_Explore the material_
1 - Decide whether each statement below agrees with the DCPO excerpt. Answer yes or no for each, and quote the deciding words. (a) The proofs of the small lemmas are left out because they are straightforward. (b) DCPOs-is-category is obtained from Sets-is-category. (c) Inside the DCPO module, poset is defined as D .snd.
2 - Reproduce the part of the DCPO excerpt between "DCPOs-is-category : ∀" and "for informal reading.", inclusive.

--- Source passage Enclosed Below ---

DCPOs : ∀ (o ℓ : Level) → Precategory (lsuc (o ⊔ ℓ)) (lsuc o ⊔ ℓ)
DCPOs o ℓ = Subcategory (DCPOs-subcat o ℓ)

DCPOs-is-category : ∀ {o ℓ} → is-category (DCPOs o ℓ)
DCPOs-is-category = subcat-is-category Posets-is-category (λ _ → is-dcpo-is-prop)

Reasoning with DCPOs🔗

The following pair of modules re-exports facts about the underlying posets (resp. monotone maps) of DCPOs (resp. Scott-continuous functions). They also prove a plethora of small lemmas that are useful in formalisation but not for informal reading.

These proofs are all quite straightforward, so we omit them.
module DCPO {o ℓ} (D : DCPO o ℓ) where
  poset : Poset o ℓ
  poset = D .fst

  set : Set o
  set = D .fst .fst

  open Poset poset public

  poset-on : Poset-on ℓ Ob
  poset-on = D .fst .snd

  has-dcpo : is-dcpo poset
  has-dcpo = D .snd

  open is-dcpo has-dcpo public

  ⋃-pointwise
    : ∀ {Ix} {s s' : Ix → Ob}
    → {fam : is-directed-family poset s} {fam' : is-directed-family poset s'}
    → (∀ ix → s ix ≤ s' ix)

--- End of Enclosed Source passage ---
--- Data excerpt Enclosed Below ---

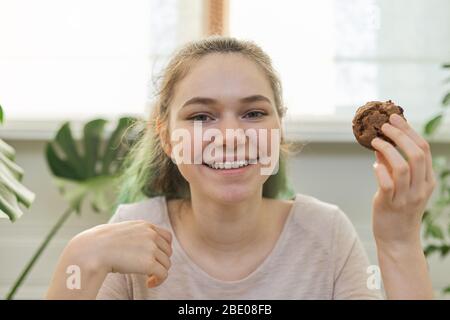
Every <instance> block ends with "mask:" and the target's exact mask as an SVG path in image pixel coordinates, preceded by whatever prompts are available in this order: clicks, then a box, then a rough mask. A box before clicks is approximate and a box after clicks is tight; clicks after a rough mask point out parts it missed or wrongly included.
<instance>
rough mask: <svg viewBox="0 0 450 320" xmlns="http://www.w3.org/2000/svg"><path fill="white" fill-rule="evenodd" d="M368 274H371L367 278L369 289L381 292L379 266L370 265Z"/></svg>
mask: <svg viewBox="0 0 450 320" xmlns="http://www.w3.org/2000/svg"><path fill="white" fill-rule="evenodd" d="M366 273H368V274H370V276H369V277H368V278H367V282H366V285H367V289H369V290H380V289H381V271H380V267H379V266H377V265H370V266H368V267H367V270H366Z"/></svg>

--- End of Enclosed Data excerpt ---

_Task results_
1 -
(a) Yes: "These proofs are all quite straightforward, so we omit them."
(b) No: "DCPOs-is-category = subcat-is-category Posets-is-category (λ _ → is-dcpo-is-prop)"
(c) No: "poset = D .fst"

2 -
DCPOs-is-category : ∀ {o ℓ} → is-category (DCPOs o ℓ)
DCPOs-is-category = subcat-is-category Posets-is-category (λ _ → is-dcpo-is-prop)

Reasoning with DCPOs🔗

The following pair of modules re-exports facts about the underlying posets (resp. monotone maps) of DCPOs (resp. Scott-continuous functions). They also prove a plethora of small lemmas that are useful in formalisation but not for informal reading.